WHAT NEEDS TO BE DONE -
Return all the lines below in which the string "brown" appears.

SOURCE RECORDS -

========

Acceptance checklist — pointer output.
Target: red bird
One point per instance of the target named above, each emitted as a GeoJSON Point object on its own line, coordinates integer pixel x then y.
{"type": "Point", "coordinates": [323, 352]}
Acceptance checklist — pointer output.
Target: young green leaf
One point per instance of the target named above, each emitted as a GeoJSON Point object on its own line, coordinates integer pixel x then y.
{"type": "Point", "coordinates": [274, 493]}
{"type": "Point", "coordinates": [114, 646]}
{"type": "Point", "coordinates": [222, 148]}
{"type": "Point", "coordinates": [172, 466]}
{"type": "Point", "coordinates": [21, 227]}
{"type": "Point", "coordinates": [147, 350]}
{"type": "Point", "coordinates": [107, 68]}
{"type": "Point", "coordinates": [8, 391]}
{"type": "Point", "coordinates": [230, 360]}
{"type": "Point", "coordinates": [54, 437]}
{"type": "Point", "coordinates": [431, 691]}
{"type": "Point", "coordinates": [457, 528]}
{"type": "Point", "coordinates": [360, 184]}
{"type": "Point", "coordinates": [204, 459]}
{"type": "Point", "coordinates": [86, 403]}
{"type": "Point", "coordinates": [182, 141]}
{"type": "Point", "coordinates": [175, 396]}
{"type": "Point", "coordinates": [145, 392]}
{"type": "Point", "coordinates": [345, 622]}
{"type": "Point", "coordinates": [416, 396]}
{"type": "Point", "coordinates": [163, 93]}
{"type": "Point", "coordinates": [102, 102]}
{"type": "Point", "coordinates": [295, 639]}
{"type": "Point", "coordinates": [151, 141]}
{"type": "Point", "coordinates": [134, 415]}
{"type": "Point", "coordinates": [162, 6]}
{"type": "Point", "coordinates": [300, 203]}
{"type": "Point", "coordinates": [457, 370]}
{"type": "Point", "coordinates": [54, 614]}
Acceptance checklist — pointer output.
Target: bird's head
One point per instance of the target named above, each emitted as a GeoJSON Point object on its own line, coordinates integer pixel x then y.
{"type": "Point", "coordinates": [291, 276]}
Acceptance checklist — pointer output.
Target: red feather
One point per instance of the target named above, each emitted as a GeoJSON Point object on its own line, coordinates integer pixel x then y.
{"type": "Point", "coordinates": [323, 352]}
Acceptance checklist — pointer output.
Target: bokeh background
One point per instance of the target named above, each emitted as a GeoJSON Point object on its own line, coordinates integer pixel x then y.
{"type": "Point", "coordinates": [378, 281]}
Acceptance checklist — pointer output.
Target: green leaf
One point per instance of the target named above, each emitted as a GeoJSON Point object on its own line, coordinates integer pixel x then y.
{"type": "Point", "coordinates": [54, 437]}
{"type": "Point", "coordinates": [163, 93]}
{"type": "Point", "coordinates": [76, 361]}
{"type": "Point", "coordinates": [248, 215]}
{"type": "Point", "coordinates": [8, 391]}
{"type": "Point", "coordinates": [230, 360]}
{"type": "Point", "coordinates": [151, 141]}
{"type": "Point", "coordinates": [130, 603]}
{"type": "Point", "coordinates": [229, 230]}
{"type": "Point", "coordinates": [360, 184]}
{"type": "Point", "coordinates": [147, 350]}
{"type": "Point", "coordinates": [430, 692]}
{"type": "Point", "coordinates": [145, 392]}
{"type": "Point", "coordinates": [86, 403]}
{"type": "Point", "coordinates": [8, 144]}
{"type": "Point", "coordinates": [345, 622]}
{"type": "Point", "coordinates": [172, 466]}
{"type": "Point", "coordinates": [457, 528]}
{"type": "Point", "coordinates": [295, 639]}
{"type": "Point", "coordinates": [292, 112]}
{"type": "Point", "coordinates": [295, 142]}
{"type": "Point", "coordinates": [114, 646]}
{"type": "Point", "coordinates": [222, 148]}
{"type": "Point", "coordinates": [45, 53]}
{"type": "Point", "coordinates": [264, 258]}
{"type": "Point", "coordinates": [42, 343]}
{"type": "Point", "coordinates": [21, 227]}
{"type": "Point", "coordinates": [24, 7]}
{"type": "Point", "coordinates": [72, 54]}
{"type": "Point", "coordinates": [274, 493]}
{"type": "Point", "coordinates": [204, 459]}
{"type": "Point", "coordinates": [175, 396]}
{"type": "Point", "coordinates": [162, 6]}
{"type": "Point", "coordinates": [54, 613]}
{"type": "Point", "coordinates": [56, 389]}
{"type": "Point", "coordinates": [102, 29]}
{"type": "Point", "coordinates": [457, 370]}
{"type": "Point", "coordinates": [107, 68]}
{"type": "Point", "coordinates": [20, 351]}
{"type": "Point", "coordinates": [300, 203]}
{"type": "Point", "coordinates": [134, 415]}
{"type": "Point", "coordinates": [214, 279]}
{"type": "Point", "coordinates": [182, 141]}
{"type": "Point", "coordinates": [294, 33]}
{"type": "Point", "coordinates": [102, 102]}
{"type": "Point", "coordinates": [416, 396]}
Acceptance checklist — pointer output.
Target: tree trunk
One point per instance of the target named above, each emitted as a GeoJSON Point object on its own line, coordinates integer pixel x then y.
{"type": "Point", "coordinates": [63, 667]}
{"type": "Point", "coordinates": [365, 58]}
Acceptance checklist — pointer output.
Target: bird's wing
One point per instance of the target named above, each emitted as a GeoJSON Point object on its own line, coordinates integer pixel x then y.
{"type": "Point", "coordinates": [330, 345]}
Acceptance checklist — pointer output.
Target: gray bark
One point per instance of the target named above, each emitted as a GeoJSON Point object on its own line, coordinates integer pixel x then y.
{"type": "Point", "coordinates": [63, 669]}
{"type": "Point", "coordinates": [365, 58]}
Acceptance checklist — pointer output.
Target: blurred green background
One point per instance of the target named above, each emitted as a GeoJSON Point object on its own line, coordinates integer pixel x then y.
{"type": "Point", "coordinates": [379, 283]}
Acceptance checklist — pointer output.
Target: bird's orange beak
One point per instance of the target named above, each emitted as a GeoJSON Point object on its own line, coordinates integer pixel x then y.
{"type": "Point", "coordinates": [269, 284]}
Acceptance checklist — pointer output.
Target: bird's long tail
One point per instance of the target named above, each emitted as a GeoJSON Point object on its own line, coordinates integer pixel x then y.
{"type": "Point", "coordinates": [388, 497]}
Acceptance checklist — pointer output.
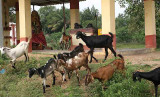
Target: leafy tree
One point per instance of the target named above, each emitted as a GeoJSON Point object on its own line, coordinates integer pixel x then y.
{"type": "Point", "coordinates": [52, 19]}
{"type": "Point", "coordinates": [135, 16]}
{"type": "Point", "coordinates": [12, 15]}
{"type": "Point", "coordinates": [89, 16]}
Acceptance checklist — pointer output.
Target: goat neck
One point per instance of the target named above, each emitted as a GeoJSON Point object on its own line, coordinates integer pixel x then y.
{"type": "Point", "coordinates": [83, 37]}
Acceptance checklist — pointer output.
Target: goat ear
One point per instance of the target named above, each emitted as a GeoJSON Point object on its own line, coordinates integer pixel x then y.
{"type": "Point", "coordinates": [84, 33]}
{"type": "Point", "coordinates": [65, 55]}
{"type": "Point", "coordinates": [139, 79]}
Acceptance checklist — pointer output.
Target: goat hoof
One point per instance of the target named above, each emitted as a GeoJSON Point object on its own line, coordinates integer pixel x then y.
{"type": "Point", "coordinates": [47, 85]}
{"type": "Point", "coordinates": [14, 67]}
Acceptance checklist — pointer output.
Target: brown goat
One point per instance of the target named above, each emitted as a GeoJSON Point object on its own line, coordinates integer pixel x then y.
{"type": "Point", "coordinates": [64, 41]}
{"type": "Point", "coordinates": [106, 72]}
{"type": "Point", "coordinates": [75, 63]}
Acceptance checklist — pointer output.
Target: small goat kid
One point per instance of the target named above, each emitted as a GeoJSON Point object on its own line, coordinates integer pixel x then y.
{"type": "Point", "coordinates": [75, 63]}
{"type": "Point", "coordinates": [47, 70]}
{"type": "Point", "coordinates": [153, 76]}
{"type": "Point", "coordinates": [102, 41]}
{"type": "Point", "coordinates": [104, 73]}
{"type": "Point", "coordinates": [18, 51]}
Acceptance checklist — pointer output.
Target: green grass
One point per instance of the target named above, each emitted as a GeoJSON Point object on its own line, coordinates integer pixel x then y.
{"type": "Point", "coordinates": [129, 45]}
{"type": "Point", "coordinates": [16, 83]}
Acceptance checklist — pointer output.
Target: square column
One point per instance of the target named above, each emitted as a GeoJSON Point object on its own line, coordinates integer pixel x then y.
{"type": "Point", "coordinates": [25, 21]}
{"type": "Point", "coordinates": [17, 22]}
{"type": "Point", "coordinates": [1, 26]}
{"type": "Point", "coordinates": [5, 21]}
{"type": "Point", "coordinates": [74, 12]}
{"type": "Point", "coordinates": [108, 18]}
{"type": "Point", "coordinates": [150, 25]}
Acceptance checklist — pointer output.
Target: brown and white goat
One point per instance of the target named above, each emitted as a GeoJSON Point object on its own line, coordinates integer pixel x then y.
{"type": "Point", "coordinates": [64, 41]}
{"type": "Point", "coordinates": [106, 72]}
{"type": "Point", "coordinates": [75, 63]}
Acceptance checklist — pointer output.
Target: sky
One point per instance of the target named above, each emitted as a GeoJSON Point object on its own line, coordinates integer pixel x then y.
{"type": "Point", "coordinates": [89, 3]}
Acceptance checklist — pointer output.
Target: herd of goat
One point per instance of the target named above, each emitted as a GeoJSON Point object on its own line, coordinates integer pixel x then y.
{"type": "Point", "coordinates": [66, 63]}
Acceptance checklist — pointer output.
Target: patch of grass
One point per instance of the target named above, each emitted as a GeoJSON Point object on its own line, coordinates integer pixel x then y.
{"type": "Point", "coordinates": [129, 45]}
{"type": "Point", "coordinates": [16, 83]}
{"type": "Point", "coordinates": [120, 86]}
{"type": "Point", "coordinates": [156, 59]}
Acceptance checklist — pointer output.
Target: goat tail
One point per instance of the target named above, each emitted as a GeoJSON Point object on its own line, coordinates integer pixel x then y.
{"type": "Point", "coordinates": [119, 55]}
{"type": "Point", "coordinates": [89, 52]}
{"type": "Point", "coordinates": [111, 35]}
{"type": "Point", "coordinates": [29, 39]}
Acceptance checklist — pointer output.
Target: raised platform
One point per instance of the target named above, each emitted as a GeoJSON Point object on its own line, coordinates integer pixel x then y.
{"type": "Point", "coordinates": [100, 52]}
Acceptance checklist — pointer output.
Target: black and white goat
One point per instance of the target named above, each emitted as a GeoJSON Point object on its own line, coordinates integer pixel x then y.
{"type": "Point", "coordinates": [102, 41]}
{"type": "Point", "coordinates": [153, 76]}
{"type": "Point", "coordinates": [46, 70]}
{"type": "Point", "coordinates": [76, 51]}
{"type": "Point", "coordinates": [18, 51]}
{"type": "Point", "coordinates": [73, 64]}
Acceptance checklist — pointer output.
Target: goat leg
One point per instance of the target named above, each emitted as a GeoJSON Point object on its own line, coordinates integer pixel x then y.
{"type": "Point", "coordinates": [156, 89]}
{"type": "Point", "coordinates": [25, 57]}
{"type": "Point", "coordinates": [78, 77]}
{"type": "Point", "coordinates": [91, 54]}
{"type": "Point", "coordinates": [44, 85]}
{"type": "Point", "coordinates": [54, 78]}
{"type": "Point", "coordinates": [69, 74]}
{"type": "Point", "coordinates": [95, 59]}
{"type": "Point", "coordinates": [113, 51]}
{"type": "Point", "coordinates": [106, 50]}
{"type": "Point", "coordinates": [92, 49]}
{"type": "Point", "coordinates": [13, 64]}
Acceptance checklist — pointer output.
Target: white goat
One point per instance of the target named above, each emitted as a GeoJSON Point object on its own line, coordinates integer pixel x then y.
{"type": "Point", "coordinates": [18, 51]}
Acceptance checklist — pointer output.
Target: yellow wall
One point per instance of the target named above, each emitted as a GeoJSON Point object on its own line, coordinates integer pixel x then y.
{"type": "Point", "coordinates": [108, 16]}
{"type": "Point", "coordinates": [5, 22]}
{"type": "Point", "coordinates": [25, 18]}
{"type": "Point", "coordinates": [74, 16]}
{"type": "Point", "coordinates": [150, 27]}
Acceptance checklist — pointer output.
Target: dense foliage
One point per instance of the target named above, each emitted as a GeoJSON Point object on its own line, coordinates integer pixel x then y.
{"type": "Point", "coordinates": [130, 26]}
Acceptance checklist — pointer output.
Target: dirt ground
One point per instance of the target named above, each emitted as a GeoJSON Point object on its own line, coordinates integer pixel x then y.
{"type": "Point", "coordinates": [152, 59]}
{"type": "Point", "coordinates": [142, 59]}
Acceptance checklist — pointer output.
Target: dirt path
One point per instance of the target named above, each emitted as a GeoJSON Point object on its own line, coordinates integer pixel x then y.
{"type": "Point", "coordinates": [152, 59]}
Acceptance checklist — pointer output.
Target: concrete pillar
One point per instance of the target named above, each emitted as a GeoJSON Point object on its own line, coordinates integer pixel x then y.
{"type": "Point", "coordinates": [25, 21]}
{"type": "Point", "coordinates": [108, 18]}
{"type": "Point", "coordinates": [150, 25]}
{"type": "Point", "coordinates": [1, 26]}
{"type": "Point", "coordinates": [5, 20]}
{"type": "Point", "coordinates": [74, 12]}
{"type": "Point", "coordinates": [17, 22]}
{"type": "Point", "coordinates": [13, 33]}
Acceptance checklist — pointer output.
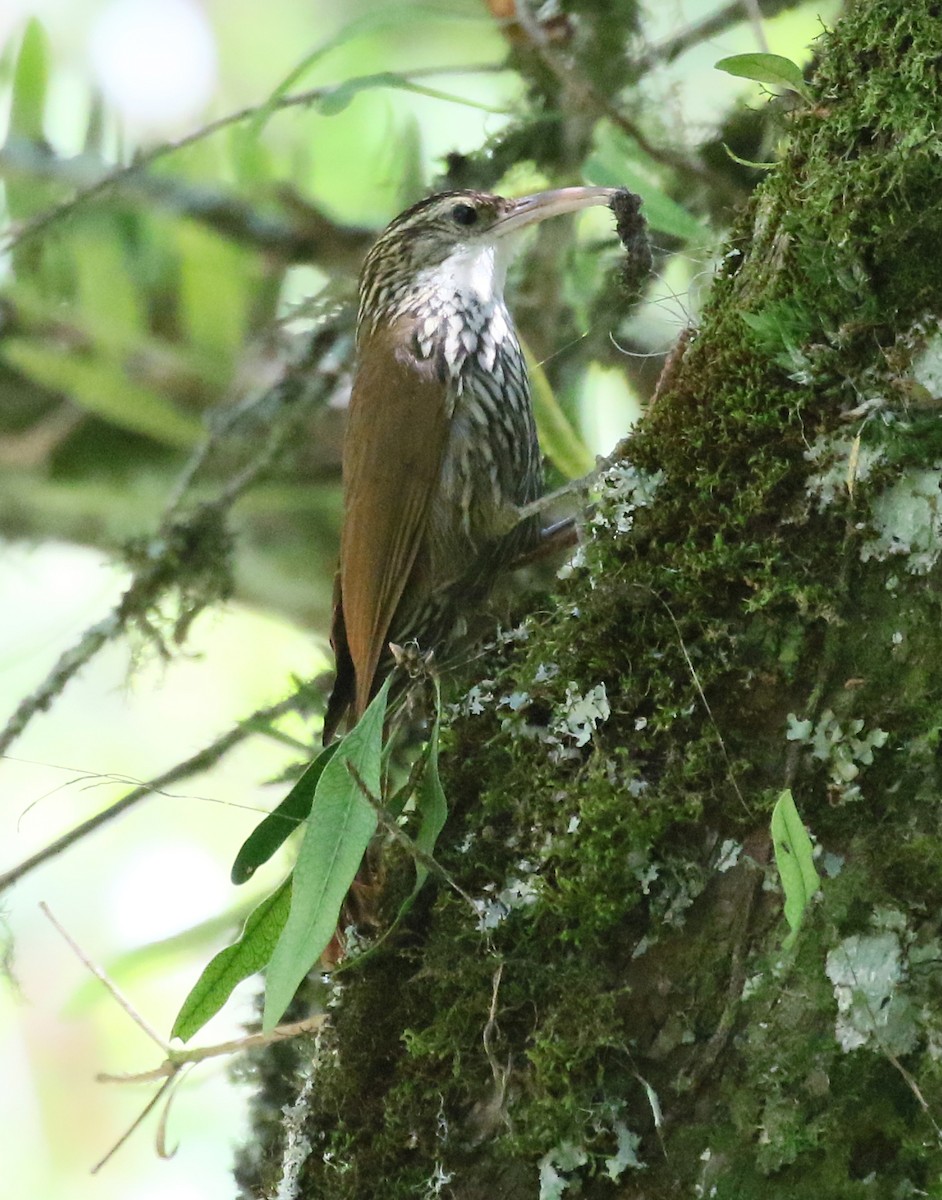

========

RESULT BELOW -
Target: brown goat
Target: brown and white goat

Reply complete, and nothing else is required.